Data taken from a collection:
++++

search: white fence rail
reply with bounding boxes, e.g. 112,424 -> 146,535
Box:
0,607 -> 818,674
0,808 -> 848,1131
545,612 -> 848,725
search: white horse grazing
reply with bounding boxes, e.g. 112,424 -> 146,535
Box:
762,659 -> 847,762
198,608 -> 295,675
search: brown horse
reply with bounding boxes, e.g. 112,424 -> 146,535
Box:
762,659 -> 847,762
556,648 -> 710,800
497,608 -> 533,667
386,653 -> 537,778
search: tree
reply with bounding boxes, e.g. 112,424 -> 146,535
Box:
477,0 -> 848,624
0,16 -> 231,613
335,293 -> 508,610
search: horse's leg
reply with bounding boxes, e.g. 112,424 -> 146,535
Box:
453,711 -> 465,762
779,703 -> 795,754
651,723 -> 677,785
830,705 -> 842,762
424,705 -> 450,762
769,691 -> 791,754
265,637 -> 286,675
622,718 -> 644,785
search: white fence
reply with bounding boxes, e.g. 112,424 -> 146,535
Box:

++++

### WHAT IS REQUIRED
Rewrite all of the data above, replacing every "reply" with "answer" and leaving everything else unchanged.

### CORRECT RESPONSE
search: white fence rail
answer with bounding boxes, e.g. 112,424 -> 146,535
Box:
0,607 -> 818,674
0,808 -> 848,1131
545,612 -> 848,725
search: white horse grazing
answer with bounding boxes, e.g. 112,424 -> 146,535
Box:
762,659 -> 847,762
198,608 -> 295,675
search: brown horse
answer with bounding boxes, e.g. 112,424 -> 146,535
Box:
762,659 -> 847,762
556,648 -> 710,800
497,608 -> 533,667
386,653 -> 537,778
search: tree
answer with bounding boxes, e.g. 112,424 -> 146,535
Box:
477,0 -> 848,624
0,16 -> 231,613
335,293 -> 508,610
search: horse's leg
answer with bounding boxes, e.g. 112,424 -> 146,535
Box:
453,711 -> 465,762
779,703 -> 795,754
651,723 -> 677,785
830,705 -> 842,762
424,705 -> 450,762
769,691 -> 791,754
265,637 -> 286,675
622,718 -> 644,785
search: white fence
answer with bounding boxes, e.g. 112,424 -> 146,535
Box:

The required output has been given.